>>>>
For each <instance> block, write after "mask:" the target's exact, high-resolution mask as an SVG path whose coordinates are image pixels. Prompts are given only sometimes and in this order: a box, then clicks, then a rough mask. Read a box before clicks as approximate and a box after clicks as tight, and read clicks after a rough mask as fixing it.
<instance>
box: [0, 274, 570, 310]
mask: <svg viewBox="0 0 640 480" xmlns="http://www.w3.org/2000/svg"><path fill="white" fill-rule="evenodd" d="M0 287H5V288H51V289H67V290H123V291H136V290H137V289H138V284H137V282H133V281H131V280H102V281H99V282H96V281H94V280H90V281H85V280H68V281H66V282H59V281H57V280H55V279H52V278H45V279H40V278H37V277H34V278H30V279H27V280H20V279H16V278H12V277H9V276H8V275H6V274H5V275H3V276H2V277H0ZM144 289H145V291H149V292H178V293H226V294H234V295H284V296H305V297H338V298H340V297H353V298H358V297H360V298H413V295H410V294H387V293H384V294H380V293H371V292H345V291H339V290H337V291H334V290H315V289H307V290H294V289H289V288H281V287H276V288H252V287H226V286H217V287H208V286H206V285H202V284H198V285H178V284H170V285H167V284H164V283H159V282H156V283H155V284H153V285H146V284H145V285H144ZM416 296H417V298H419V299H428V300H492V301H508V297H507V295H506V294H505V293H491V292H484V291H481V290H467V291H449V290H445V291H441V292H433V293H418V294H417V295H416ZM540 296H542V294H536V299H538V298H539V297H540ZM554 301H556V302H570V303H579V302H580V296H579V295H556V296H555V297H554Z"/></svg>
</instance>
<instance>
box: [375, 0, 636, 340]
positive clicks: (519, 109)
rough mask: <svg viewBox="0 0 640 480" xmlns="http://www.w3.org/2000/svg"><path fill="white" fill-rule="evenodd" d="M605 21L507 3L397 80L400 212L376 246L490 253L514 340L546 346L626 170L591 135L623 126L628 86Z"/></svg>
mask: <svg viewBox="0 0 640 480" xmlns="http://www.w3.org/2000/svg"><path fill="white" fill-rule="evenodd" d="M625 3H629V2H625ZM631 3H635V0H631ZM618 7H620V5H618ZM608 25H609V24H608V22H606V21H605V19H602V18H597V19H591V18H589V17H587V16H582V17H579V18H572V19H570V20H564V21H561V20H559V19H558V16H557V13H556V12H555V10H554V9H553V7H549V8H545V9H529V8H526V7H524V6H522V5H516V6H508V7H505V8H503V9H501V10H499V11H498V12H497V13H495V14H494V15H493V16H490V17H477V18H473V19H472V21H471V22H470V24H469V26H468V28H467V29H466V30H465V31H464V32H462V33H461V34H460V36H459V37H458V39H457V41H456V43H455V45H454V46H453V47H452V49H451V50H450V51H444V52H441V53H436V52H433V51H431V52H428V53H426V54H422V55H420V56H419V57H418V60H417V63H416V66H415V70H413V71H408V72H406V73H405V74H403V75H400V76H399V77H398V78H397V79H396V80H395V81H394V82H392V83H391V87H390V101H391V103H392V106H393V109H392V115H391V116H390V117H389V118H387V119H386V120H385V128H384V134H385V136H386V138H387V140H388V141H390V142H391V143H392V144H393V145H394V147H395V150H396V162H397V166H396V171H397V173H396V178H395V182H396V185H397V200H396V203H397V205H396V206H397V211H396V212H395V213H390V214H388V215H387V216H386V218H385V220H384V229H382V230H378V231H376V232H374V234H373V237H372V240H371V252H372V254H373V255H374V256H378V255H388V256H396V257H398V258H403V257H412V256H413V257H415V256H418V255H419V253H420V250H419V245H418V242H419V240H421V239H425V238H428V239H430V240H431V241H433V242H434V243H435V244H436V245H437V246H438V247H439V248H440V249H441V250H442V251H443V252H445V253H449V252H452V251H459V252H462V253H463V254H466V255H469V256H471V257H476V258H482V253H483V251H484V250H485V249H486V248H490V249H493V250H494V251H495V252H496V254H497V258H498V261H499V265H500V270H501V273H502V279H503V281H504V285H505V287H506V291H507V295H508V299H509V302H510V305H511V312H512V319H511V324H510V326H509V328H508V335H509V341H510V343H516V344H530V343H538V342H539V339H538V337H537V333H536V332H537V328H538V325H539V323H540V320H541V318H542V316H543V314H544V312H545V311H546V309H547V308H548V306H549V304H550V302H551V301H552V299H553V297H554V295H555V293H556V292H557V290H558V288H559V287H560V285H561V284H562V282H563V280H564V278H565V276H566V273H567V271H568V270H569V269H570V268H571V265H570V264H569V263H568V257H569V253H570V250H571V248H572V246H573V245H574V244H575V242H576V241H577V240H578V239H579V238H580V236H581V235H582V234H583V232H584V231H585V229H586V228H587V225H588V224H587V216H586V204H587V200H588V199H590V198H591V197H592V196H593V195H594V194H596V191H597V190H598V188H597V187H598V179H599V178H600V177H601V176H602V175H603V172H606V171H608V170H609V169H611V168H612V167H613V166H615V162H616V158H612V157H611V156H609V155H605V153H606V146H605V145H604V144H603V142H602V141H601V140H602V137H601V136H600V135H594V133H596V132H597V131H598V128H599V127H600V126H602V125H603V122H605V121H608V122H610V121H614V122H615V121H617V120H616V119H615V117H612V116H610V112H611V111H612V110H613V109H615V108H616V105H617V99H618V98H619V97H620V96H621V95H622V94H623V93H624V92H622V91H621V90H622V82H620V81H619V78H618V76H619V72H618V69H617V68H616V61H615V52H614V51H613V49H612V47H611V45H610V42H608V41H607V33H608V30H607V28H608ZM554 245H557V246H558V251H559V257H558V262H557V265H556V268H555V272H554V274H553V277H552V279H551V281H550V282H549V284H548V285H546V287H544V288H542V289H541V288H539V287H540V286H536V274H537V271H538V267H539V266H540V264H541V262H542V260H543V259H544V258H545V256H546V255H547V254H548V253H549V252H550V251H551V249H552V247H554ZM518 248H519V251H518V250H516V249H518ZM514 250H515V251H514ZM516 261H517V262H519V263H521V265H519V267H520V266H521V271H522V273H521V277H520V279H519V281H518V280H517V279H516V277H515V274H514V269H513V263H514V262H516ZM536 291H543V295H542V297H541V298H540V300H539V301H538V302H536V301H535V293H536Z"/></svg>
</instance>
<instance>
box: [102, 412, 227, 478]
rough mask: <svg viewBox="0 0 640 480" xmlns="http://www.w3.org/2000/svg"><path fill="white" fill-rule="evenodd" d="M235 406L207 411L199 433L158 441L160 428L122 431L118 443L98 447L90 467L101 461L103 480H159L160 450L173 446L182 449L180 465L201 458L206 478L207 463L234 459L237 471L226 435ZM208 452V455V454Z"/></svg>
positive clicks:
<<<<
Task brief:
Count the lines of the records that contain the string "positive", treating case as significant, and give only the number.

Output for this task:
2